#### WHAT IS REQUIRED
Please count the lines in the rows below that contain the word "shirt", and give only that number.

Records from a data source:
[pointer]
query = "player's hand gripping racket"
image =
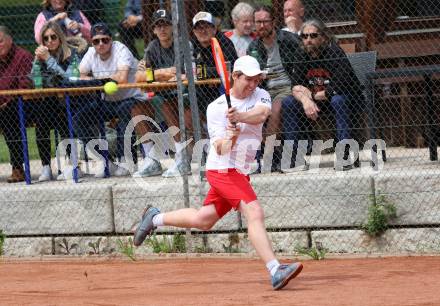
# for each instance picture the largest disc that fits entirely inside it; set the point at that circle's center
(222, 71)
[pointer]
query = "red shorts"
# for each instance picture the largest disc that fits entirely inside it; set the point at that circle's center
(228, 189)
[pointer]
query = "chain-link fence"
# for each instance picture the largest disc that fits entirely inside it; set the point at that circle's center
(348, 161)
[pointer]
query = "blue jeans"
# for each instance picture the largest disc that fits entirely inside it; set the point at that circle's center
(296, 126)
(90, 119)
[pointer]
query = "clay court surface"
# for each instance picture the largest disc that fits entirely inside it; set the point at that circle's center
(219, 281)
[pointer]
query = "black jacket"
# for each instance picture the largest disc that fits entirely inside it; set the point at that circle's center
(288, 43)
(332, 68)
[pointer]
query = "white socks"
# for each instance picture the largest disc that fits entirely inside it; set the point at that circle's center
(158, 220)
(272, 266)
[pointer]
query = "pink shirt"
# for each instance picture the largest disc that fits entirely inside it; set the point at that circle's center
(41, 20)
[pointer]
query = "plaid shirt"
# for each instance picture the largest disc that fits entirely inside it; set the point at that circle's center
(14, 71)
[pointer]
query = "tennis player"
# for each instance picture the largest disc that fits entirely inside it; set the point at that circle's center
(233, 148)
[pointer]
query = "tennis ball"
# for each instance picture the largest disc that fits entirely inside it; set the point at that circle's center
(110, 88)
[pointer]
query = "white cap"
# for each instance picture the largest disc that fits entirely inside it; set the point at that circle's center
(248, 65)
(203, 16)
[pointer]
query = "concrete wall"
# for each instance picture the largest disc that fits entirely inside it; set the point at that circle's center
(301, 210)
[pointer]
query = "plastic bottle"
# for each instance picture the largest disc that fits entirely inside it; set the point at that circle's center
(149, 73)
(75, 69)
(37, 78)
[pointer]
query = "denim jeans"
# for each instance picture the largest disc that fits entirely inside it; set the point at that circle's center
(89, 121)
(296, 125)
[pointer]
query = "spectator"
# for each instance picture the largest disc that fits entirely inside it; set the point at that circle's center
(274, 50)
(204, 29)
(217, 9)
(109, 59)
(130, 27)
(243, 18)
(160, 54)
(15, 66)
(56, 58)
(72, 21)
(293, 15)
(93, 9)
(323, 82)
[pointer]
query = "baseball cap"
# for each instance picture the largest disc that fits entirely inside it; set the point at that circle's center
(161, 15)
(248, 65)
(101, 28)
(203, 16)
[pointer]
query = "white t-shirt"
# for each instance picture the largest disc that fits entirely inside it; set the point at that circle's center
(249, 139)
(120, 57)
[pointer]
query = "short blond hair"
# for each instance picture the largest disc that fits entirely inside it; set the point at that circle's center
(46, 3)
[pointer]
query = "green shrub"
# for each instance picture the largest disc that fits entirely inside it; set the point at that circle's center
(316, 252)
(166, 245)
(380, 213)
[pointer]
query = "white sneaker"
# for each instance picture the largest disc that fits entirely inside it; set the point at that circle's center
(67, 174)
(46, 174)
(178, 169)
(121, 171)
(150, 167)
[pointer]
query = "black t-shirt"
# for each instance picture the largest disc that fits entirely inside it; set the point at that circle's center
(159, 56)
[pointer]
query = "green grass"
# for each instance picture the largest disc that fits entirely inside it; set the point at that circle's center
(32, 146)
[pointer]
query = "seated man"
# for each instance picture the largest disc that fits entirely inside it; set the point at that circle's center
(160, 54)
(204, 29)
(273, 49)
(108, 59)
(131, 27)
(323, 81)
(93, 9)
(16, 64)
(242, 35)
(293, 15)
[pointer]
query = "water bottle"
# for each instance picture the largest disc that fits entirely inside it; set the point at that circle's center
(149, 73)
(74, 76)
(37, 78)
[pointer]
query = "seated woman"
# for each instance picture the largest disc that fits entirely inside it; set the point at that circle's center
(56, 59)
(72, 21)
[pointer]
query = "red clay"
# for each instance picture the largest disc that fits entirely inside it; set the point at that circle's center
(396, 281)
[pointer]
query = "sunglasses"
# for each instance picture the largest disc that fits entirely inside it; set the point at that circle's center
(104, 41)
(311, 35)
(46, 38)
(258, 22)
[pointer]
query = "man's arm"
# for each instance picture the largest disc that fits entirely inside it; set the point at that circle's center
(224, 145)
(256, 115)
(304, 96)
(121, 75)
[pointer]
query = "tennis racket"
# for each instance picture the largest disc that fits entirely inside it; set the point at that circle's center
(220, 65)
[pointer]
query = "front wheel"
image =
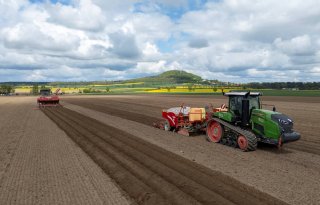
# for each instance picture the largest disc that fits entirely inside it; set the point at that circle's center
(214, 131)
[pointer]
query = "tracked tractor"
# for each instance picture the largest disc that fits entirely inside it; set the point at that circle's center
(244, 123)
(47, 98)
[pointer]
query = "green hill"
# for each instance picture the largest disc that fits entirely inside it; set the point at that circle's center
(172, 76)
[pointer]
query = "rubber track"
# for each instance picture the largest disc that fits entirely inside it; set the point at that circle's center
(149, 174)
(252, 139)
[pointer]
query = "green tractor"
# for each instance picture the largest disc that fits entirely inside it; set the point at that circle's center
(244, 123)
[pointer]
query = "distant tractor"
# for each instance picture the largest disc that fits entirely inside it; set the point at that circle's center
(244, 123)
(47, 98)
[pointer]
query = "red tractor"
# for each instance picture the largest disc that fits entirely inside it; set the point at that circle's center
(47, 98)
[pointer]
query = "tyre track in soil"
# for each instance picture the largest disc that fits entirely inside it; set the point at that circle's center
(148, 173)
(301, 145)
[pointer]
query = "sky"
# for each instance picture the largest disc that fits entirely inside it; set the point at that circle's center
(228, 40)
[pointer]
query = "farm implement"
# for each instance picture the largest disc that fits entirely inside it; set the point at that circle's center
(243, 123)
(47, 99)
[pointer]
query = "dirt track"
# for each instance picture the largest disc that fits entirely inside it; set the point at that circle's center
(148, 110)
(150, 174)
(40, 164)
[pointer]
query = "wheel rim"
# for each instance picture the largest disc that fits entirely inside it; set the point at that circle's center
(166, 125)
(215, 131)
(242, 142)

#### OUTPUT FOR THIS EXERCISE
4